TRECHO DO TEXTO
Dez dias passados no sítio.

Dá pra dizer que começamos, de fato, a preparar nossa ida para lá.

Já não é sem tempo.

Esse período pode ser chamado como o primeiro fato

digno de um ‘aleluia’.

Felizmente, não foi o único.

À parição da Morena, seguiu-se no sábado, dia em que

chegamos, a parição da Albinha. Mais um machinho... O terceiro em seguida (o primeiro foi o da Rikinha).

As duas em suas primeiras crias, ambas sem problemas, felizmente. Essa é uma das grandes vantagens do sangue Jersey: crias pequenininhas, miudinhas, de acordo com

o tamanho futuro dos adultos, e isso é sinônimo, geralmente, de partos tranqüilos. Pena que as três pariram machos, mas, faz parte.

A manhã de segunda-feira corria tranqüila quando, de repente, o Leandro apareceu no curral com uma coisinha nos braços:

a cria da Vitorinha. Sorridente, disse para mim:

- É uma ‘feminha’!

- Aleluia! – exclamei de pronto.

(Dados extraídos de uma coleção)
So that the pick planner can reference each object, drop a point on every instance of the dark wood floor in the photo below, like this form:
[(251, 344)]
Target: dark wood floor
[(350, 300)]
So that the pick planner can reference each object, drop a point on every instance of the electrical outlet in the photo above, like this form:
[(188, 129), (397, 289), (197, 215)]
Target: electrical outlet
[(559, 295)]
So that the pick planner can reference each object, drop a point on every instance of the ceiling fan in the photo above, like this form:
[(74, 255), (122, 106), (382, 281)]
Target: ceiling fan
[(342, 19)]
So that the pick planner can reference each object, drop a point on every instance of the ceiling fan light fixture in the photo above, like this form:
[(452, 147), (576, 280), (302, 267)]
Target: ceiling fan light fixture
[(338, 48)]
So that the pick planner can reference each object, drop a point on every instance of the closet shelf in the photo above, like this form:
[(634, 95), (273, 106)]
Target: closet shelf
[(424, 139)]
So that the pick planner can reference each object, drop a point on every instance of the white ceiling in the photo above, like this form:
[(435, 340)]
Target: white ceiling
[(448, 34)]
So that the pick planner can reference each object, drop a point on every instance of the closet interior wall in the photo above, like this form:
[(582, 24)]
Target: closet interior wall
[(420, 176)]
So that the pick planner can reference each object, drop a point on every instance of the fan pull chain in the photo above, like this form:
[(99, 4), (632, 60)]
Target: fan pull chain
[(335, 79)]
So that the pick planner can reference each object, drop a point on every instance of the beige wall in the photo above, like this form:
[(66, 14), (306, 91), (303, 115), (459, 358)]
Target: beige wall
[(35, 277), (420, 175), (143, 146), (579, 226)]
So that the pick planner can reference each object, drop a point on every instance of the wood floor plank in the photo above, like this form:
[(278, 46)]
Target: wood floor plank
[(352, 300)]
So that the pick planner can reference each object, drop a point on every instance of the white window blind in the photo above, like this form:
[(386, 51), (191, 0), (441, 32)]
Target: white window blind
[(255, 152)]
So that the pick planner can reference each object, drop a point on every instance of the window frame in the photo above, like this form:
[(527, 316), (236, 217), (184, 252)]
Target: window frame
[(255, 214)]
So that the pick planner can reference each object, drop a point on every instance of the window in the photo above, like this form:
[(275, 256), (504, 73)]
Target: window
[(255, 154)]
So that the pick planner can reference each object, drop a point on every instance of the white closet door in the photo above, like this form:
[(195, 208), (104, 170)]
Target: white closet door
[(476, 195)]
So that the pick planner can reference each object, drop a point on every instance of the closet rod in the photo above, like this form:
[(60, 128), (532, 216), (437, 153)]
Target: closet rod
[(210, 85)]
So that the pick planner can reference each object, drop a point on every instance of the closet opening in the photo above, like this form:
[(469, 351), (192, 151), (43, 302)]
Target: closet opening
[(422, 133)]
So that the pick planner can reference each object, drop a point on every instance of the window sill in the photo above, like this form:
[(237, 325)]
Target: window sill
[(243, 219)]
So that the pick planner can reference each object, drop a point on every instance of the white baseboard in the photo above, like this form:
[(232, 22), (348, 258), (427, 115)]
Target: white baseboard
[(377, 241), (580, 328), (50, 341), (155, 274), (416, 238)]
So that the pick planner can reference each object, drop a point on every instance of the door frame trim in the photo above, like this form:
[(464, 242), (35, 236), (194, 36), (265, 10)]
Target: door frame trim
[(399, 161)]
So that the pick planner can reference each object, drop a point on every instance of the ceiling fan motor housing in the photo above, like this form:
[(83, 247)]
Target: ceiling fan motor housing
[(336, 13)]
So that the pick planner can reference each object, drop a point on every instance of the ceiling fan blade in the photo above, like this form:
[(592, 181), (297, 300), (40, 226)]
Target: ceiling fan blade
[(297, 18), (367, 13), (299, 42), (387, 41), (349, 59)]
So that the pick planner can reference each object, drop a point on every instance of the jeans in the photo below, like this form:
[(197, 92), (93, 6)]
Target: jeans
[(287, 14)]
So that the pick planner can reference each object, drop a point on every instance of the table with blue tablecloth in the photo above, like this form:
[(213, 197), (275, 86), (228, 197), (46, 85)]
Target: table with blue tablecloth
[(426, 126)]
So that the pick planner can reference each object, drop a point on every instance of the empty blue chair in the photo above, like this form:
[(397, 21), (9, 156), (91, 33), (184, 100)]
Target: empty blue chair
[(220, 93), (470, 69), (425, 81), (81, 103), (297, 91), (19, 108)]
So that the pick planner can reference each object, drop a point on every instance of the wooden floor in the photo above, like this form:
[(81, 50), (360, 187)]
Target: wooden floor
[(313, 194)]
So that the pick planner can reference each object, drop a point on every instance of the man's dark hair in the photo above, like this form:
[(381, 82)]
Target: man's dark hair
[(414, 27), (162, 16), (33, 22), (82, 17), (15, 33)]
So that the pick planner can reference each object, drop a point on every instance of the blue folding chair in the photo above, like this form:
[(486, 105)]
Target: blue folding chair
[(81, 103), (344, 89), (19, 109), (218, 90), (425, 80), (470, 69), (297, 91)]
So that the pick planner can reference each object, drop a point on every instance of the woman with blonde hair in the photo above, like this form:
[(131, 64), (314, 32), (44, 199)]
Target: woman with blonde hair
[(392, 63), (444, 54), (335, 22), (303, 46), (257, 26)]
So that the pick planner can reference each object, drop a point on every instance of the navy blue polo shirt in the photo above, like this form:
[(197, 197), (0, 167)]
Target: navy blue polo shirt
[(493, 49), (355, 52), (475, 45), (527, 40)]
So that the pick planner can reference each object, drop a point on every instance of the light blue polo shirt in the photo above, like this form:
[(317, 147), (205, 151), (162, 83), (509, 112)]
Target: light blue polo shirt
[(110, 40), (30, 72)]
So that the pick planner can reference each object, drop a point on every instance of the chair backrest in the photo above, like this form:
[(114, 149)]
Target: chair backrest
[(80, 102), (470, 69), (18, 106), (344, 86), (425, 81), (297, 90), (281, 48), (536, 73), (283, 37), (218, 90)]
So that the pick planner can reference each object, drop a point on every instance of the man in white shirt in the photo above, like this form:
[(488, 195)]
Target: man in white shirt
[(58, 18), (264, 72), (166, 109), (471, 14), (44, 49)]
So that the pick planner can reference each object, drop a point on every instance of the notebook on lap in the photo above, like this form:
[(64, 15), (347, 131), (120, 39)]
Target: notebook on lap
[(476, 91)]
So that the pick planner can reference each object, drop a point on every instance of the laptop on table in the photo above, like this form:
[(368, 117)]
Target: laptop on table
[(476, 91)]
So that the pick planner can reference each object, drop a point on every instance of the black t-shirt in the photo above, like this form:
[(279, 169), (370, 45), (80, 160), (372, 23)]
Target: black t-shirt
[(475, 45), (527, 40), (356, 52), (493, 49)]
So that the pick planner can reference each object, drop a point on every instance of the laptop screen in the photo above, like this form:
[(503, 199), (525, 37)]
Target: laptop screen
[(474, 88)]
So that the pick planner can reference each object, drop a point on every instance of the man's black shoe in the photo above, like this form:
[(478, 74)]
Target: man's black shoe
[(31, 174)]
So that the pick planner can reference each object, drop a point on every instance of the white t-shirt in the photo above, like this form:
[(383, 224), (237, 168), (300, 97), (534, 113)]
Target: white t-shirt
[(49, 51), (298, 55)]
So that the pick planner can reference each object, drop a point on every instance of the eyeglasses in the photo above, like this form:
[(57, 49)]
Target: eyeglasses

QUESTÕES PARA RESOLVER
1 > Responda às perguntas abaixo com base no trecho sobre o sítio.
(a) Em que dia da semana a Albinha pariu?
(b) De qual vaca foi o primeiro dos três machos?
(c) Quem apareceu no curral com a cria da Vitorinha nos braços?
2 > Escreva uma continuação do trecho sobre o sítio a partir do ponto em que ele termina.
O material não tem relação com o trecho sobre o sítio.

RESPOSTAS POR QUESTÃO
1 >
(a) No sábado.
(b) Da Rikinha.
(c) O Leandro.

2 >
Finalmente, uma bezerra, depois de tantos machos (que até justificaram um post a respeito, para quem está lembrado: “Machismo no Sítio das Macaúbas”). Nos dias que se seguiram ela ficou sem nome, o que não impediu que começasse a se desenvolver como seus irmãos e primos. Pedi sugestão de nome ao Leandro, afinal, foi ele que “achou-a” e deu uma ajudazinha para achar as tetas da mãe e começar a mamar o colostro. Isso nem sempre é necessário, mas quando os bichinhos ficam próximos da gente, a tendência é ficarmos meio apavorados e acabamos por querer apressar a natureza. Tímido, ficou sem jeito e acabou não batizando a bezerrinha no primeiro dia. alguns dias depois, peguei-me olhando a bichinha e pensando em seu batismo. Matuta daqui, matuta dali, de tanto matutar concluí que ela deveria chamar-se Manchinha (por motivos explícitos) ou – sim, por que não? – Aleluia. Todos optaram por Aleluia, e assim tivemos um batizado democrático no Macaúbas. Afinal, democracia é boa e eu gosto.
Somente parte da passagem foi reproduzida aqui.